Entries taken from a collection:
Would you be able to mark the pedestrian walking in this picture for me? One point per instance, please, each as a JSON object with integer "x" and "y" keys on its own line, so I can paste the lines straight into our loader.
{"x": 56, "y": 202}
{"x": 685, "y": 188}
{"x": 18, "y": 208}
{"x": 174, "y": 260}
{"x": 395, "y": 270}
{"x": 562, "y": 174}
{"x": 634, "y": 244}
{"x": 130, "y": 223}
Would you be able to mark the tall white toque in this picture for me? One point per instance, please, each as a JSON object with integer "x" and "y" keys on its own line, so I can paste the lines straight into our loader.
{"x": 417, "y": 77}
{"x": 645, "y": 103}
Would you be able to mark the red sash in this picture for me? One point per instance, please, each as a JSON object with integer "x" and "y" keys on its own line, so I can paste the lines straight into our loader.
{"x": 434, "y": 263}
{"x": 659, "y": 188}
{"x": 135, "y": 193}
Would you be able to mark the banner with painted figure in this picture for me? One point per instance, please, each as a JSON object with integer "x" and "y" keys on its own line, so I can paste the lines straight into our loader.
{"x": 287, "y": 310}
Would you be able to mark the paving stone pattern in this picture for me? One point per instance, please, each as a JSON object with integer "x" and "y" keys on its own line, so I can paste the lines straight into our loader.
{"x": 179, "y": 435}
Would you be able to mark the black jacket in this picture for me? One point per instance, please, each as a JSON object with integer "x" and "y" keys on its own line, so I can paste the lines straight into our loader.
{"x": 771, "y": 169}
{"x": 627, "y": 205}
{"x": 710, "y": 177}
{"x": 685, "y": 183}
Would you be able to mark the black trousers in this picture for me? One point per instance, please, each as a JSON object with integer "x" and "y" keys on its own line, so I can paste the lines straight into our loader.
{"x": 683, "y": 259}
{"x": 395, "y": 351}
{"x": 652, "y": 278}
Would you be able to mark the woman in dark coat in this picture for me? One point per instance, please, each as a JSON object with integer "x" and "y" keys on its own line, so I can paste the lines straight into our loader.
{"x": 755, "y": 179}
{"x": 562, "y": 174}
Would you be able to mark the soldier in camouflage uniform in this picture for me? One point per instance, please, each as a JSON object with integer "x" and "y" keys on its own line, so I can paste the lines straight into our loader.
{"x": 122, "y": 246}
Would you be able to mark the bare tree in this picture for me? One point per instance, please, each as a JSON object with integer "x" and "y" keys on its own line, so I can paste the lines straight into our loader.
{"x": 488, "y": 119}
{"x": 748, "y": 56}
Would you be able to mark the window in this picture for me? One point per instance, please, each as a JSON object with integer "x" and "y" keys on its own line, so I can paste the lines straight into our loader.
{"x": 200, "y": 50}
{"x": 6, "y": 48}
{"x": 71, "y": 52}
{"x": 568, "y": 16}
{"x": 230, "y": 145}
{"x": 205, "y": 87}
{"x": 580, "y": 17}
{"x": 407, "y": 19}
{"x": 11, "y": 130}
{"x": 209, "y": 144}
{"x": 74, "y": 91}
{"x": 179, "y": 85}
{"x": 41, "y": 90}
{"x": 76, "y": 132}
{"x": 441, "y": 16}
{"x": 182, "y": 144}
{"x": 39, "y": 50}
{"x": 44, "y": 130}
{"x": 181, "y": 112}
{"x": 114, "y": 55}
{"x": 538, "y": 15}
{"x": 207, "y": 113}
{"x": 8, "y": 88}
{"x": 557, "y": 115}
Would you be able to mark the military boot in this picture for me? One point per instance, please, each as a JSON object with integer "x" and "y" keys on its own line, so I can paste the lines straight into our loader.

--

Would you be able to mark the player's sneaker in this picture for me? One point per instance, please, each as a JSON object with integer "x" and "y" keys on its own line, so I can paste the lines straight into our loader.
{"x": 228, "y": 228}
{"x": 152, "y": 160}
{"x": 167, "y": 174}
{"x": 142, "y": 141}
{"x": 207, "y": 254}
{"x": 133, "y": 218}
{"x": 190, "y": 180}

==

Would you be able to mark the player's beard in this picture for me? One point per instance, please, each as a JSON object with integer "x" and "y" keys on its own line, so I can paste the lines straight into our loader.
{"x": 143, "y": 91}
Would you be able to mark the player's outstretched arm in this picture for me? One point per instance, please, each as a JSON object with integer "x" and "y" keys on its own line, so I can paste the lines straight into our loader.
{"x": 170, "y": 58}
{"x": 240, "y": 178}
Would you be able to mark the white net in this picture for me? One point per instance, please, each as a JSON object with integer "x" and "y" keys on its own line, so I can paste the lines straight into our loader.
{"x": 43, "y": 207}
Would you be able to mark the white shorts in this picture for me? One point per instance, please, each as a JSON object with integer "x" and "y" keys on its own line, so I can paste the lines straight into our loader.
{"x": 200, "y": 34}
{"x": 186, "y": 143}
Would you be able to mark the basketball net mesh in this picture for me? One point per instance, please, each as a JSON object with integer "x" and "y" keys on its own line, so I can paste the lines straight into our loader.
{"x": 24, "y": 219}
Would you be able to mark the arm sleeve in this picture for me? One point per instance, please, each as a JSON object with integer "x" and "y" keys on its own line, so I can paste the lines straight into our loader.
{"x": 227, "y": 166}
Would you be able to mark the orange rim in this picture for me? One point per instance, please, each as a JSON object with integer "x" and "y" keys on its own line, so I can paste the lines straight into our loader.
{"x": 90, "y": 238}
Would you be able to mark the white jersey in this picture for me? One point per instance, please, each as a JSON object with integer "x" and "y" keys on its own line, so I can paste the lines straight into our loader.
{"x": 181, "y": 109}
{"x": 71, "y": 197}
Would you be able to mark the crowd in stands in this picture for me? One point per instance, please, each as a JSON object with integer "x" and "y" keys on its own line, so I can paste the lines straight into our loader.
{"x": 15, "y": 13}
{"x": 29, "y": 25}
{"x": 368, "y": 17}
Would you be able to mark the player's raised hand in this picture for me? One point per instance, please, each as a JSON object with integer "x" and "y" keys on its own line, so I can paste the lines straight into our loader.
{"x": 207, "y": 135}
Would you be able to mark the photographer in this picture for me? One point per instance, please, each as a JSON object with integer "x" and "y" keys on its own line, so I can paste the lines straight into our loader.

Task requirements: Reproduce the lines above, beginning at the line with "Would you be able to mark the window" and stopping after the line with "Would you be able to mark the military", exactly as they are.

Exercise output:
Would you be able to mark the window in this picture for me? One point per instance, please, each as a JSON object with integer "x" and "y" keys on its own line, so I can paste the lines straight into our loader.
{"x": 200, "y": 50}
{"x": 6, "y": 48}
{"x": 71, "y": 52}
{"x": 568, "y": 16}
{"x": 230, "y": 145}
{"x": 205, "y": 87}
{"x": 580, "y": 17}
{"x": 407, "y": 19}
{"x": 11, "y": 130}
{"x": 209, "y": 144}
{"x": 74, "y": 91}
{"x": 179, "y": 85}
{"x": 41, "y": 90}
{"x": 76, "y": 132}
{"x": 441, "y": 16}
{"x": 182, "y": 144}
{"x": 39, "y": 50}
{"x": 44, "y": 130}
{"x": 181, "y": 112}
{"x": 114, "y": 55}
{"x": 538, "y": 15}
{"x": 207, "y": 113}
{"x": 8, "y": 88}
{"x": 557, "y": 115}
Would you be able to mark the military boot in this picture for me? One point per instance, please, each as a JSON object with integer "x" and "y" keys on its own line, so I can paste the lines straight into our loader.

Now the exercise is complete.